Descrição da tarefa. Redimensione o trecho do material que vai da linha que contém "written like <point>512,43</point>." até a linha que contém "<point>208,166</point>", com as duas incluídas: reescreva todas essas linhas, multiplicando por 1,45 somente as coordenadas dadas como resposta e arredondando para inteiros, com as metades para cima. As coordenadas escritas nas instruções continuam iguais.

Itens para identificar locais
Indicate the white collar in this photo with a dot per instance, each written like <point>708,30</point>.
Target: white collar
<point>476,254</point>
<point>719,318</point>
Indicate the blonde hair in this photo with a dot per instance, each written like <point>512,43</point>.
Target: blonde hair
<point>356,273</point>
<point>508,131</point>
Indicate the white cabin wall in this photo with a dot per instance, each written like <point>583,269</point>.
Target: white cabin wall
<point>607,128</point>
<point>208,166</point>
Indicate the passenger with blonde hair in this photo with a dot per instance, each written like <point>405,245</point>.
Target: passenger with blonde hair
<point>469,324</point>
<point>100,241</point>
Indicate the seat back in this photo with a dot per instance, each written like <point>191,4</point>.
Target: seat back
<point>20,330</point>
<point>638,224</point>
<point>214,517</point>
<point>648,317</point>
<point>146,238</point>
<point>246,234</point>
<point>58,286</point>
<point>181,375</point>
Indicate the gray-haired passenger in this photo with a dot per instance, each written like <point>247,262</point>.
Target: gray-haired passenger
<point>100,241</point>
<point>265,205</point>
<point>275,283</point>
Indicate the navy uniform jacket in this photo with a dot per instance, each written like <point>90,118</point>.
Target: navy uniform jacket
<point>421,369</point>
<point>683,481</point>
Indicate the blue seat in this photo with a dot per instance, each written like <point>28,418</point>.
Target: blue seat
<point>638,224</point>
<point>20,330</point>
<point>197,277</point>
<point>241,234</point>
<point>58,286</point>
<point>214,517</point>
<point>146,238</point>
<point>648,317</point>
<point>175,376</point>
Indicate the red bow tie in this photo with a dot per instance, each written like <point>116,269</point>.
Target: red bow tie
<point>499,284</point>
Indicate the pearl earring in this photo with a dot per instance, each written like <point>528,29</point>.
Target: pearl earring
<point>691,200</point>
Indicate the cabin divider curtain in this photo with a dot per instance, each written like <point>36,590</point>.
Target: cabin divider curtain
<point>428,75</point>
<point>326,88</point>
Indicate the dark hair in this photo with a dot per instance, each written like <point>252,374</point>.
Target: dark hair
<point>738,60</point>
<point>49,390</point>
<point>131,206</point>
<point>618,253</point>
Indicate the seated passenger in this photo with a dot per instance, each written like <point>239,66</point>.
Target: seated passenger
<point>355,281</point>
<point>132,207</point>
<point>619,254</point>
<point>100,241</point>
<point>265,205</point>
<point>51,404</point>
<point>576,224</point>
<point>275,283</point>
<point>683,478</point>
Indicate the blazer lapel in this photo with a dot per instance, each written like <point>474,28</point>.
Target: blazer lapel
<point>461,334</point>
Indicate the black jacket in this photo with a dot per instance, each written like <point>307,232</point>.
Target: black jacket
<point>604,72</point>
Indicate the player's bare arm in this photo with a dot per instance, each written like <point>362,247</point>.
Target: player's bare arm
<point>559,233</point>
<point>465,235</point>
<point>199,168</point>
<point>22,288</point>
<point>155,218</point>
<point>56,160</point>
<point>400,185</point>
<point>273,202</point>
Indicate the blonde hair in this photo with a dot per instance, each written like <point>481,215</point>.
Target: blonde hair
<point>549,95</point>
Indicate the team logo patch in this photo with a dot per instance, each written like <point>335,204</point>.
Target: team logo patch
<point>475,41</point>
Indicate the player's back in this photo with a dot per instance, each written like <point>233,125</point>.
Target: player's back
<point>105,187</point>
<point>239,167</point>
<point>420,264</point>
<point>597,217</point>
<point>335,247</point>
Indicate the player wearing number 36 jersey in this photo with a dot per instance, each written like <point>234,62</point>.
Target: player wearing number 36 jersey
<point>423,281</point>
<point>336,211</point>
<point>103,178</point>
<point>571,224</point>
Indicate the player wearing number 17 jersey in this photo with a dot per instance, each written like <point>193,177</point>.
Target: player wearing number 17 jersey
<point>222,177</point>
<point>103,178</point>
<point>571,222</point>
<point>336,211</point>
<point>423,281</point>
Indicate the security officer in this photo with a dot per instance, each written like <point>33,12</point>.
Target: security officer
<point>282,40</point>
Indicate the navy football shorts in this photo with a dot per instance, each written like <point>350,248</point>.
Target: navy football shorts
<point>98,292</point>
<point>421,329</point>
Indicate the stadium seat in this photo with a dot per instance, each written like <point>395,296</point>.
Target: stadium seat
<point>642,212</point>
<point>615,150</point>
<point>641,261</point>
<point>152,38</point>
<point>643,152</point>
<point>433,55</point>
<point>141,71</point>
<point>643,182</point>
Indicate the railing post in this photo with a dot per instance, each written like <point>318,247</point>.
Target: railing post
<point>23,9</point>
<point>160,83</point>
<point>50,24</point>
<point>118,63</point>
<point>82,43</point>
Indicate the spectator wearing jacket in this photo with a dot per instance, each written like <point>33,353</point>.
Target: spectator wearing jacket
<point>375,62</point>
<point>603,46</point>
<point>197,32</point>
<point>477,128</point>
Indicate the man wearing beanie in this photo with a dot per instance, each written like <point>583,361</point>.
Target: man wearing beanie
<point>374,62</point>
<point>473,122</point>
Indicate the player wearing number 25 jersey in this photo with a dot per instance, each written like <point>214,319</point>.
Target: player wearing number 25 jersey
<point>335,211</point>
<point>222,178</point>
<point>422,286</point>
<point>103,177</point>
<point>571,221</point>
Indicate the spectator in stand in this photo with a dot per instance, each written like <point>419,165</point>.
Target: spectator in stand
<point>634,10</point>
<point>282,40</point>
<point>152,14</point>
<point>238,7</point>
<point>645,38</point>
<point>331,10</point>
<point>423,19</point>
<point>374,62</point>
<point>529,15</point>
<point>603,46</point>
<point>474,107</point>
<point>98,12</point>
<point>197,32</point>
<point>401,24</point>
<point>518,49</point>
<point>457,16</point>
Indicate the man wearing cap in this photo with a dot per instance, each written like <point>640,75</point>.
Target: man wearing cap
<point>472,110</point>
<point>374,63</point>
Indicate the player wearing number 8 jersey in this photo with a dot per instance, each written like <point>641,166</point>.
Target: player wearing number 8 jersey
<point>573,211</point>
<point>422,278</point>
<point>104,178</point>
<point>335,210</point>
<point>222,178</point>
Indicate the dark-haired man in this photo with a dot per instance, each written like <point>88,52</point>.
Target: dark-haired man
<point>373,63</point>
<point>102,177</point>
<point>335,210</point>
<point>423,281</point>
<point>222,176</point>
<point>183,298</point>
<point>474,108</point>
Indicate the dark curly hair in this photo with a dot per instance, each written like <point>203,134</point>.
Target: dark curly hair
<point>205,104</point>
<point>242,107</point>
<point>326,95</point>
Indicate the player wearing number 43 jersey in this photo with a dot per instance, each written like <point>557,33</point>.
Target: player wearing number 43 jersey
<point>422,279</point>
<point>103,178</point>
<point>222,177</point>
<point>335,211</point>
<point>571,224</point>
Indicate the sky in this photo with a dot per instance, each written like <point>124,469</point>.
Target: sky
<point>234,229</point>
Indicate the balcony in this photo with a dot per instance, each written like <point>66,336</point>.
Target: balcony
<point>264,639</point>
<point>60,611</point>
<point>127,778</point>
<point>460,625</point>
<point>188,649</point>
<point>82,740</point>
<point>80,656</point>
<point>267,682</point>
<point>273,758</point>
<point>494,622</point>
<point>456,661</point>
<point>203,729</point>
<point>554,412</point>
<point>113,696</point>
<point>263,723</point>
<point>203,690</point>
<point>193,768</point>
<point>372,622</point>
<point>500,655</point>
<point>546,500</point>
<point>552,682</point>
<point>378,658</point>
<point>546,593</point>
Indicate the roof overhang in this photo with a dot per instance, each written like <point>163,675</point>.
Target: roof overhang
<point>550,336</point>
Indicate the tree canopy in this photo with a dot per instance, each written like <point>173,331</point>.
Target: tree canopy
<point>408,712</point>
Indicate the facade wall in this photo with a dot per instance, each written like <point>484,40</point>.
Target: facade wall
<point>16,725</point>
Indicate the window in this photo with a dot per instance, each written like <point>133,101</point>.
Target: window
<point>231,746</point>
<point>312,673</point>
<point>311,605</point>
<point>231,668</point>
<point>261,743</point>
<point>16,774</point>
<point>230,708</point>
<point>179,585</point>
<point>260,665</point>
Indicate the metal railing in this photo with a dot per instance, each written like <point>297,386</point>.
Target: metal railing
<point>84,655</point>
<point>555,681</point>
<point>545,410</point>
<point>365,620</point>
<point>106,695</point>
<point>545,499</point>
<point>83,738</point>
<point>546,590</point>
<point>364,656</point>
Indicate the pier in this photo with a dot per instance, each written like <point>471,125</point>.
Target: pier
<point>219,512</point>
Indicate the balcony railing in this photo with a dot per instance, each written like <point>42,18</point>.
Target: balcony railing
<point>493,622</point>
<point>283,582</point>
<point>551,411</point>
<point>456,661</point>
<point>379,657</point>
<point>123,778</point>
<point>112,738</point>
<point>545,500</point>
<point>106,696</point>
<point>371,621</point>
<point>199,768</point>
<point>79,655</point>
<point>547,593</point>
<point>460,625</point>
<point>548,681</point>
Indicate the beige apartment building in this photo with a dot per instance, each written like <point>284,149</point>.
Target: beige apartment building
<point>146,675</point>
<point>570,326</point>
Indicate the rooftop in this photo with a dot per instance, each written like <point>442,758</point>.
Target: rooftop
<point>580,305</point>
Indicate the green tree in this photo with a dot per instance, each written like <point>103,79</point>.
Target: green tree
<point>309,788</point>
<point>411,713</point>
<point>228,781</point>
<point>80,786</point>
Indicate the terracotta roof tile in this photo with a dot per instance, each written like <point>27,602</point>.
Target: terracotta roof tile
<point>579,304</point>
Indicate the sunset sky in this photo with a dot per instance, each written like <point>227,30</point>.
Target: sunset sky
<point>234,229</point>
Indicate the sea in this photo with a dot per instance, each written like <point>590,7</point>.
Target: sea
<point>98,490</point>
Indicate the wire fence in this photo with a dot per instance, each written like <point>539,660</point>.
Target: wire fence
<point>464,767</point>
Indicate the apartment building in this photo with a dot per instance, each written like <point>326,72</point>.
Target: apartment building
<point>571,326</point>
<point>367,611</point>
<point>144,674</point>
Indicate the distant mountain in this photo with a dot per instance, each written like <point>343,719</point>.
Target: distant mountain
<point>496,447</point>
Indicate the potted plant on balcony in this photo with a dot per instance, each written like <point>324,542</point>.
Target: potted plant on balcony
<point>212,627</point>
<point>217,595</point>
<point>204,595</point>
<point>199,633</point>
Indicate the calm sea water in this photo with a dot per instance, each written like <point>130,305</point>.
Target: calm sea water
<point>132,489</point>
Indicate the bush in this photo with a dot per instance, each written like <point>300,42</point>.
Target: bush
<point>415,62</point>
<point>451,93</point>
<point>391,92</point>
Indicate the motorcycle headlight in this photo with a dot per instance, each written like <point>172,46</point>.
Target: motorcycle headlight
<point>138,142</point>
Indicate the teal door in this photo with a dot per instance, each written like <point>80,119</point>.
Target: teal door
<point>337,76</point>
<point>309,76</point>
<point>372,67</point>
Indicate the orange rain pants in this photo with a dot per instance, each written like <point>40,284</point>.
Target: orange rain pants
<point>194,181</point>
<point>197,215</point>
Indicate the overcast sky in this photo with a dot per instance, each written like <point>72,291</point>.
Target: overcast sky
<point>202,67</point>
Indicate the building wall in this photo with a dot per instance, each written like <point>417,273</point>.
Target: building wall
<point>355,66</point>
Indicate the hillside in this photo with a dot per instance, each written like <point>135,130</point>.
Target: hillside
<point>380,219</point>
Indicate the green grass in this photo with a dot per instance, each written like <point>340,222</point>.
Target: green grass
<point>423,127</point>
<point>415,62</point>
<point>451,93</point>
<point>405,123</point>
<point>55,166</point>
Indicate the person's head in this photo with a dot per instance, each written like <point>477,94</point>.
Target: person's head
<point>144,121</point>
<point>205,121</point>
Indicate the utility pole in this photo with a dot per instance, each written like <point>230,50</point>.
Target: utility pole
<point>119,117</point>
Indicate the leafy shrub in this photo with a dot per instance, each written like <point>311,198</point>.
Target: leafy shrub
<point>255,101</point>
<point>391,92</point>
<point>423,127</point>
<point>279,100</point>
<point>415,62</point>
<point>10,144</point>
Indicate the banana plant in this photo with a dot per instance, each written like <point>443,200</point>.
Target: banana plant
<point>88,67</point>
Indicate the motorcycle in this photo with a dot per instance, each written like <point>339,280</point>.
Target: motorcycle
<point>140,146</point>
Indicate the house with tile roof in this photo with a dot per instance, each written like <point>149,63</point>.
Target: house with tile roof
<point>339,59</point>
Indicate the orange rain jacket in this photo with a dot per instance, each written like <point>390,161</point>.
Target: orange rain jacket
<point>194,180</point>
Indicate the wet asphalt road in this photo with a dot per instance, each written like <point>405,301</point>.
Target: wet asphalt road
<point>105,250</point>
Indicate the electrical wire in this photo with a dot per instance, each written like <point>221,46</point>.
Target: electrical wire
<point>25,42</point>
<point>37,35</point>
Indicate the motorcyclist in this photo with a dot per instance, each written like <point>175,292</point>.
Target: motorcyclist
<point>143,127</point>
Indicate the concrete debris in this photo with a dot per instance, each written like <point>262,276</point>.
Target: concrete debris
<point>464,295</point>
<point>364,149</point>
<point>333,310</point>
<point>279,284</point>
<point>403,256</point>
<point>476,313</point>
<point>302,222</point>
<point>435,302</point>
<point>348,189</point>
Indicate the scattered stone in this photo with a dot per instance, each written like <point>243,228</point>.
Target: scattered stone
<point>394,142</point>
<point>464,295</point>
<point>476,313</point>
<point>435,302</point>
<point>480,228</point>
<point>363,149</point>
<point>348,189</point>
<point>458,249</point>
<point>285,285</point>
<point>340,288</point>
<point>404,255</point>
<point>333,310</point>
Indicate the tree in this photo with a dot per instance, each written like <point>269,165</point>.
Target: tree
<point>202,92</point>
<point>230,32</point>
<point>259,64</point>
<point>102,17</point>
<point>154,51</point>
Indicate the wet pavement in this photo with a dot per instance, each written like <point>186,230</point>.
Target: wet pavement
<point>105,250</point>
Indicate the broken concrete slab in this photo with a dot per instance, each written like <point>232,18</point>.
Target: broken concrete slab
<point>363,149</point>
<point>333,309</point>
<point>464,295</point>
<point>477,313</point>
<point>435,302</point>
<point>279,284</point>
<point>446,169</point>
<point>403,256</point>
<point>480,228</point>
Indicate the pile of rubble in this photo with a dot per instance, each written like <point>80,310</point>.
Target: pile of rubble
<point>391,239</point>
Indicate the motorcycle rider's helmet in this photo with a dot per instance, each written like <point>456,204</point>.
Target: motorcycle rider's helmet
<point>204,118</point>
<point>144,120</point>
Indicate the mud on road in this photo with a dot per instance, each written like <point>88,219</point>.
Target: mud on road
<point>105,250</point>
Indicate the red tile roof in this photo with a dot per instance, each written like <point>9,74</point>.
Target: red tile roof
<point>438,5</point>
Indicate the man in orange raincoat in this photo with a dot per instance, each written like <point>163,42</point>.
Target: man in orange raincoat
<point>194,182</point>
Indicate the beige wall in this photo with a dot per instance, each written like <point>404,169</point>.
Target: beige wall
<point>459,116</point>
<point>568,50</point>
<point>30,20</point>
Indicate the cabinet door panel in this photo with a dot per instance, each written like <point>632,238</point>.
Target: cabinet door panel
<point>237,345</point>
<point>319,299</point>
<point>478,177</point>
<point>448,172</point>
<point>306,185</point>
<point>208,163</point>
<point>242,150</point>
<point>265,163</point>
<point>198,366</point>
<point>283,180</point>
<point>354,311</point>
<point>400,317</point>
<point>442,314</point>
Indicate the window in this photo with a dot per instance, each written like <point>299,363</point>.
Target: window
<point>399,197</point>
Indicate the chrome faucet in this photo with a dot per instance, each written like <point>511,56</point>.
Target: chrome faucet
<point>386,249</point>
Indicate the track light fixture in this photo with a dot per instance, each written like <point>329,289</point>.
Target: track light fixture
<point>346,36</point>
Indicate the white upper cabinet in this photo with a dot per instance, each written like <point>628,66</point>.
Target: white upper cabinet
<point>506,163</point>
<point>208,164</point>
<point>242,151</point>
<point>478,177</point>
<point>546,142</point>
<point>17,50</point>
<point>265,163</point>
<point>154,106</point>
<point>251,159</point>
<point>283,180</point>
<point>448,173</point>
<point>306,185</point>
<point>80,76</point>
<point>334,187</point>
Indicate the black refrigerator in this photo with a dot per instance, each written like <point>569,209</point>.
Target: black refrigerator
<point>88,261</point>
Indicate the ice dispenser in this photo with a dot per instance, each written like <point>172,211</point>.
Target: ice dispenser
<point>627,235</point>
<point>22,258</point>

Resposta da tarefa.
Indicate the blonde hair in this photo with a dot per instance, each written like <point>512,43</point>.
Target: blonde hair
<point>516,396</point>
<point>737,190</point>
Indicate the white cabin wall in this photo with a dot per instance, each written like <point>583,269</point>.
Target: white cabin wall
<point>880,186</point>
<point>302,241</point>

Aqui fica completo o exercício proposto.